> Text excerpt:
**********
In [0]:
use mgiglia.dev_matthew_giglia_price_transparency;

In [0]:
select * from allowed_amount_json_bronze;

In [0]:
DROP TABLE IF EXISTS mgiglia.pt_allowed_amounts.file_dim;

In [0]:
CREATE OR REFRESH STREAMING TABLE mgiglia.pt_allowed_amounts.file_dim (
  file_dim_sk STRING NOT NULL
  ,index_file_source_id STRING
  ,file_path STRING
  ,file_name STRING
  ,file_size BIGINT
  ,file_block_start BIGINT
  ,file_block_length BIGINT
  ,file_modification_time TIMESTAMP
  ,ingest_time TIMESTAMP
  ,rcrd_timestamp TIMESTAMP
  ,last_updated_on TIMESTAMP
  ,version STRING
  ,CONSTRAINT dim_files_pk PRIMARY KEY (file_dim_sk)
)
COMMENT "File dimension containing metadata about source files"
AS SELECT DISTINCT
  index_file_source_id as file_dim_sk
  ,index_file_source_id
  ,file_metadata.file_path AS file_path
  ,file_metadata.file_name AS file_name
  ,file_metadata.file_size AS file_size
  ,file_metadata.file_block_start AS file_block_start
  ,file_metadata.file_block_length AS file_block_length
  ,file_metadata.file_modification_time AS file_modification_time
  ,ingest_time
  ,rcrd_timestamp
  ,last_updated_on::timestamp
  ,version
FROM STREAM(allowed_amount_json_bronze);

In [0]:
select * from mgiglia.pt_allowed_amounts.file_dim limit 100;

In [0]:
DROP TABLE IF EXISTS mgiglia.pt_allowed_amounts.plan_dim;

In [0]:
CREATE OR REFRESH STREAMING TABLE mgiglia.pt_allowed_amounts.plan_dim (
  plan_dim_sk STRING NOT NULL,
  plan_name STRING,
  plan_id STRING,
  plan_id_type STRING,
  plan_market_type STRING,
  reporting_entity_name STRING,
  reporting_entity_type STRING,
  CONSTRAINT dim_plans_pk PRIMARY KEY (plan_dim_sk)
)
COMMENT "Insurance plans dimension"
**********
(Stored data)
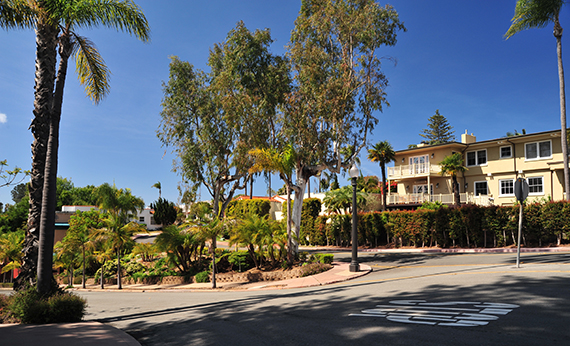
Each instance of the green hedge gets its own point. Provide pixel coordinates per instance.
(240, 208)
(467, 226)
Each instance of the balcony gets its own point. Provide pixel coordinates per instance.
(396, 199)
(413, 171)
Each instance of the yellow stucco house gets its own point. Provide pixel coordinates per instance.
(492, 167)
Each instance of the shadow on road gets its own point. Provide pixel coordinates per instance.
(320, 316)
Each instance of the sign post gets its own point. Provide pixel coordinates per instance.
(521, 193)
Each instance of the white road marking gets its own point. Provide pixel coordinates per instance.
(453, 313)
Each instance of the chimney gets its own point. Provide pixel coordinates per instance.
(468, 138)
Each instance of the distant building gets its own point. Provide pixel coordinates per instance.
(62, 218)
(492, 168)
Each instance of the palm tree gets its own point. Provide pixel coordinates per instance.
(93, 74)
(121, 207)
(537, 14)
(453, 165)
(79, 233)
(339, 200)
(67, 256)
(11, 251)
(383, 153)
(248, 232)
(282, 162)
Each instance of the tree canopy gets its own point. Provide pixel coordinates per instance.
(439, 131)
(211, 120)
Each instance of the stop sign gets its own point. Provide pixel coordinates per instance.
(521, 189)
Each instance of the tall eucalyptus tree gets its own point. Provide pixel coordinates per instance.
(212, 119)
(538, 14)
(338, 83)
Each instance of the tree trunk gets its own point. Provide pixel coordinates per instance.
(384, 194)
(563, 132)
(298, 207)
(46, 38)
(102, 275)
(49, 196)
(289, 226)
(83, 278)
(455, 189)
(119, 283)
(214, 262)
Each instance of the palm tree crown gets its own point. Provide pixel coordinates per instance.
(383, 153)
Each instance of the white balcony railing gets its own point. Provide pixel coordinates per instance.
(443, 198)
(415, 170)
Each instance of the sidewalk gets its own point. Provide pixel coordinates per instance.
(99, 334)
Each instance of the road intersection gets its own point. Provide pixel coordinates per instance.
(498, 304)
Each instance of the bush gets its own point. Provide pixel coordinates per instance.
(240, 260)
(323, 258)
(202, 277)
(314, 268)
(29, 307)
(243, 207)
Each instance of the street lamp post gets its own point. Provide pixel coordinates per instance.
(354, 266)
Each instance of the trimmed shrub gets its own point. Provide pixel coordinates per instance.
(323, 258)
(29, 307)
(313, 268)
(202, 276)
(240, 208)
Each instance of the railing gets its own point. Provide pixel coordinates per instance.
(443, 198)
(415, 170)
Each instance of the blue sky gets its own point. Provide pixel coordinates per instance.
(452, 58)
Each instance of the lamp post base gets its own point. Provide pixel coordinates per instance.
(354, 267)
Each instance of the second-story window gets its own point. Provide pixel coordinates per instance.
(506, 152)
(538, 150)
(506, 187)
(477, 158)
(480, 188)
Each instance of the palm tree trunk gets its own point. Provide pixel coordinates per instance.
(46, 36)
(83, 278)
(289, 230)
(119, 284)
(455, 190)
(563, 131)
(214, 262)
(49, 197)
(102, 275)
(384, 196)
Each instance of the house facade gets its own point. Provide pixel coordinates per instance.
(144, 216)
(492, 168)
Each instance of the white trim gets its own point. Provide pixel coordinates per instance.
(541, 184)
(538, 157)
(501, 194)
(475, 187)
(501, 152)
(476, 158)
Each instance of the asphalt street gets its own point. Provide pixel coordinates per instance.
(408, 299)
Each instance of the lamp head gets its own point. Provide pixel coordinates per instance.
(354, 172)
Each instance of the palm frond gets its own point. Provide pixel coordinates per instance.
(91, 69)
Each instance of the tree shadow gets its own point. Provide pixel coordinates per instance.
(320, 316)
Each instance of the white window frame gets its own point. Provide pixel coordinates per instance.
(417, 166)
(538, 157)
(475, 187)
(424, 187)
(501, 194)
(541, 184)
(510, 152)
(476, 158)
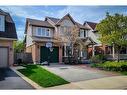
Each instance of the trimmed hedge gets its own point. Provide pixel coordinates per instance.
(100, 58)
(112, 66)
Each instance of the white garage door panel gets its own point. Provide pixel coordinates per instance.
(3, 57)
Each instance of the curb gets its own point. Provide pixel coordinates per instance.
(34, 85)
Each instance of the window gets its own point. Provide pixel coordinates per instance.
(47, 32)
(81, 34)
(39, 31)
(43, 32)
(2, 23)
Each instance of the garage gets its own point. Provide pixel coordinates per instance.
(3, 57)
(46, 55)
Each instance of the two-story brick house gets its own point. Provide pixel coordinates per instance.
(39, 32)
(7, 36)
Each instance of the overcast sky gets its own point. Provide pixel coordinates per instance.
(79, 13)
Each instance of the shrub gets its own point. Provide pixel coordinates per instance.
(98, 58)
(112, 66)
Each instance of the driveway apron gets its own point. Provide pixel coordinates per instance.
(10, 80)
(75, 73)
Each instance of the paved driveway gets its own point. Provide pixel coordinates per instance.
(76, 73)
(10, 80)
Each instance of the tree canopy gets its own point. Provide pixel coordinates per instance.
**********
> What is required: Pick up the price transparency SQL notebook after its last line, the COMMENT on the plan_dim table, and continue it.

> Expected output:
AS SELECT DISTINCT
  SHA2(CONCAT(COALESCE(plan_name, ''), '|', COALESCE(plan_id, ''), '|', COALESCE(plan_id_type, ''), '|', COALESCE(plan_market_type, ''), '|', COALESCE(reporting_entity_name, ''), '|', COALESCE(reporting_entity_type, ''), '|', COALESCE(version, '')), 256) as plan_dim_sk
  ,plan_name
  ,plan_id
  ,plan_id_type
  ,plan_market_type
  ,reporting_entity_name
  ,reporting_entity_type
FROM STREAM(allowed_amount_json_bronze);

In [0]:
select * from mgiglia.pt_allowed_amounts.plan_dim limit 100;

In [0]:
SELECT DISTINCT
  t.*
  ,oon.col.
FROM 
  allowed_amount_json_bronze as t
  ,LATERAL EXPLODE(out_of_network) as oon

In [0]:
drop table if exists mgiglia.pt_allowed_amounts.billing_code_dim;

In [0]:
-- Billing Codes Dimension
CREATE OR REFRESH STREAMING TABLE mgiglia.pt_allowed_amounts.billing_code_dim (
  billing_code_dim_sk STRING NOT NULL,
  billing_code STRING,
  billing_code_type STRING,
  billing_code_type_version STRING,
  name STRING,
  description STRING,
  CONSTRAINT dim_billing_codes_pk PRIMARY KEY (billing_code_dim_sk)
)
COMMENT "Medical billing codes dimension"
AS SELECT DISTINCT
  SHA2(CONCAT(
    COALESCE(oon.col.billing_code, ''), '|',
    COALESCE(oon.col.billing_code_type, ''), '|',
    COALESCE(oon.col.billing_code_type_version, ''), '|',
    COALESCE(oon.col.name, ''), '|',
    COALESCE(oon.col.description, '')
  ), 256) as billing_code_dim_sk,
  oon.col.billing_code as billing_code,
  oon.col.billing_code_type as billing_code_type,
  oon.col.billing_code_type_version as billing_code_type_version,
  oon.col.name as name,
  oon.col.description as description
FROM STREAM(allowed_amount_json_bronze)
,LATERAL EXPLODE(out_of_network) as oon;

In [0]:
select * from mgiglia.pt_allowed_amounts.billing_code_dim limit 100

In [0]:
drop table if exists mgiglia.pt_allowed_amounts.tin_dim;

In [0]:
CREATE OR REFRESH STREAMING TABLE mgiglia.pt_allowed_amounts.tin_dim (
  tin_dim_sk STRING NOT NULL,
  tin_type STRING,
  tin_value STRING,
  CONSTRAINT dim_tins_pk PRIMARY KEY (tin_dim_sk)
)
COMMENT "Tax Identification Numbers dimension"
AS SELECT DISTINCT
  SHA2(CONCAT(COALESCE(tin_info.col.type, ''), '|', COALESCE(tin_info.col.value, '')), 256) as tin_dim_sk,
  tin_info.col.type as tin_type,
  tin_info.col.value as tin_value
FROM STREAM(allowed_amount_json_bronze)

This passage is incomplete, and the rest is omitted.